Image boundary labeling items
------------------------------------
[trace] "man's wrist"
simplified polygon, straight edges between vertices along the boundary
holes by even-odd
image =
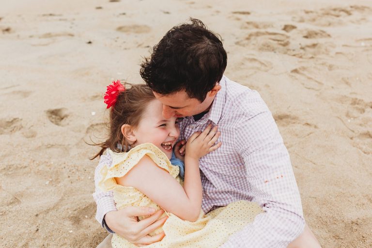
[[[110,211],[107,213],[105,215],[103,216],[103,219],[102,220],[102,226],[105,228],[108,232],[110,232],[111,233],[115,233],[115,231],[113,231],[112,230],[109,228],[107,222],[106,222],[106,215],[108,214],[109,214],[109,215],[110,213],[112,213],[114,211]]]

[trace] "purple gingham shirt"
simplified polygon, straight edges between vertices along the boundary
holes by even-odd
[[[258,202],[265,213],[222,247],[285,248],[303,231],[298,189],[288,152],[271,113],[258,93],[224,76],[209,112],[194,121],[180,122],[180,139],[186,140],[209,123],[218,125],[222,146],[200,160],[204,213],[240,200]],[[101,157],[96,169],[97,220],[115,210],[111,192],[100,191],[98,169],[110,163]]]

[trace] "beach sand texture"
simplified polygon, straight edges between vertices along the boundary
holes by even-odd
[[[269,106],[322,246],[372,247],[372,2],[362,0],[3,1],[0,246],[105,237],[88,159],[98,149],[84,141],[105,137],[106,86],[142,82],[142,57],[189,17],[223,37],[225,75]]]

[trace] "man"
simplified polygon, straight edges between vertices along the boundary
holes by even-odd
[[[222,147],[200,161],[204,213],[239,200],[257,202],[265,212],[223,247],[319,247],[305,226],[289,156],[268,108],[257,92],[223,76],[227,56],[221,41],[201,21],[191,21],[166,34],[140,74],[163,103],[164,117],[180,118],[180,139],[210,123],[218,126]],[[97,168],[108,163],[109,156],[102,156]],[[117,211],[111,193],[96,190],[93,197],[97,220],[109,231],[139,246],[163,238],[147,235],[166,220],[157,219],[161,211]]]

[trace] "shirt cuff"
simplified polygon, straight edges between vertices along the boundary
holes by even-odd
[[[108,226],[106,224],[106,220],[105,219],[106,216],[106,215],[105,215],[105,216],[103,216],[103,219],[102,219],[102,227],[105,228],[108,232],[110,232],[110,233],[115,233],[115,232],[110,229],[110,228],[108,227]]]

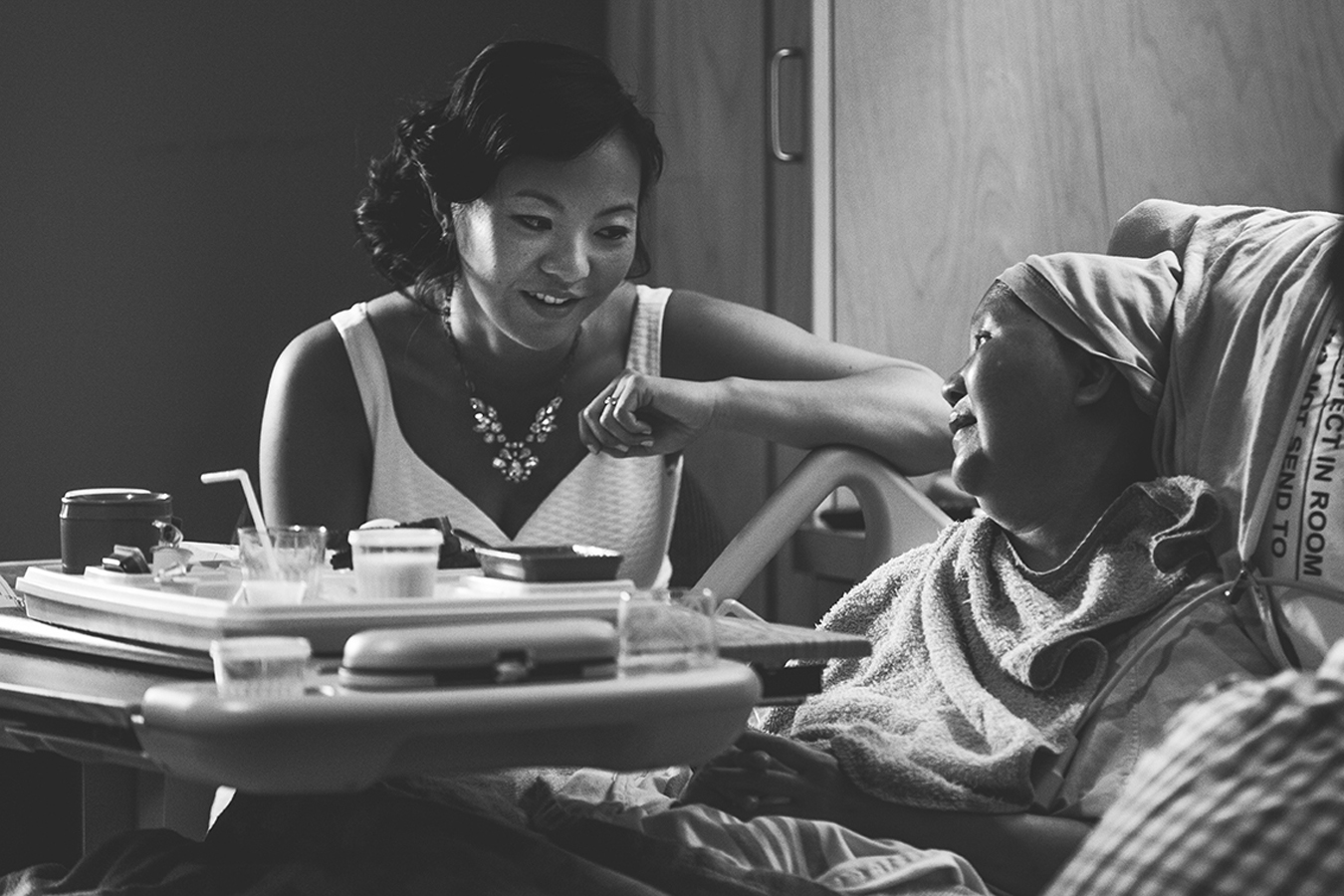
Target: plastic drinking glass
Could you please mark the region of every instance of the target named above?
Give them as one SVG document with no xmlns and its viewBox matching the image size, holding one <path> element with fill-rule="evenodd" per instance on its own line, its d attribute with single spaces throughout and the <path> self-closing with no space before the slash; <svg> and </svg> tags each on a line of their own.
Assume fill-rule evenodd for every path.
<svg viewBox="0 0 1344 896">
<path fill-rule="evenodd" d="M 714 664 L 718 604 L 708 588 L 622 591 L 617 613 L 621 674 L 684 672 Z"/>
<path fill-rule="evenodd" d="M 321 596 L 327 528 L 273 525 L 266 528 L 266 535 L 270 551 L 258 529 L 238 529 L 246 602 L 251 606 L 294 604 Z"/>
</svg>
------------------------------------
== Goal ==
Write out the data precisely as given, excluding the pictures.

== Answer to the task ==
[trace] "man's wrist"
simplified polygon, straight edges between vertices along the boundary
holes by even-odd
image =
[[[110,211],[107,213],[105,215],[103,216],[103,219],[102,220],[102,226],[105,228],[108,232],[110,232],[111,233],[115,233],[115,231],[113,231],[112,230],[109,228],[107,222],[106,222],[106,215],[108,214],[109,214],[109,215],[110,213],[112,213],[114,211]]]

[trace] "purple gingham shirt"
simplified polygon, straight edges between vertices along the boundary
holes by even-odd
[[[258,202],[265,213],[222,247],[285,248],[303,231],[298,189],[288,152],[271,113],[258,93],[224,76],[209,112],[194,121],[180,122],[180,139],[186,140],[209,123],[218,125],[222,146],[200,160],[204,213],[240,200]],[[101,157],[96,169],[97,220],[115,210],[111,192],[100,191],[98,169],[110,163]]]

[trace] "beach sand texture"
simplified polygon, straight edges between vertices along the boundary
holes by even-odd
[[[269,106],[322,246],[372,247],[372,2],[362,0],[3,1],[0,246],[105,237],[88,159],[98,149],[84,141],[105,137],[106,86],[142,82],[142,57],[189,17],[223,37],[225,75]]]

[trace] "man"
simplified polygon, straight edges between vertices along the boundary
holes by even-odd
[[[222,147],[200,161],[204,213],[239,200],[257,202],[265,212],[223,247],[319,247],[305,226],[289,156],[268,108],[257,92],[223,76],[227,56],[221,41],[201,21],[191,21],[166,34],[140,74],[163,103],[164,117],[180,118],[180,139],[210,123],[218,126]],[[97,168],[108,163],[109,156],[102,156]],[[117,211],[111,193],[96,190],[93,197],[97,220],[109,231],[139,246],[163,238],[147,235],[166,220],[157,219],[161,211]]]

[trace] "shirt cuff"
simplified polygon, straight edges between vertices along the boundary
holes by even-odd
[[[108,226],[106,224],[106,220],[105,219],[106,216],[106,215],[105,215],[105,216],[103,216],[103,219],[102,219],[102,227],[105,228],[108,232],[110,232],[110,233],[115,233],[115,232],[110,229],[110,228],[108,227]]]

Target: plastic drinking glass
Could you please mark the region of every instance of the target named above?
Give them as one SVG document with no xmlns and its viewBox matching the image size, holding one <path> element with fill-rule="evenodd" per instance on its own line, its d attribute with single spaces throughout and the <path> self-closing with no space before the slash; <svg> and </svg> tags each on a line of their own.
Assume fill-rule evenodd for every path.
<svg viewBox="0 0 1344 896">
<path fill-rule="evenodd" d="M 714 664 L 718 604 L 708 588 L 622 591 L 617 613 L 621 674 L 684 672 Z"/>
<path fill-rule="evenodd" d="M 321 596 L 327 528 L 273 525 L 266 528 L 266 535 L 270 551 L 258 529 L 238 529 L 246 602 L 251 606 L 294 604 Z"/>
</svg>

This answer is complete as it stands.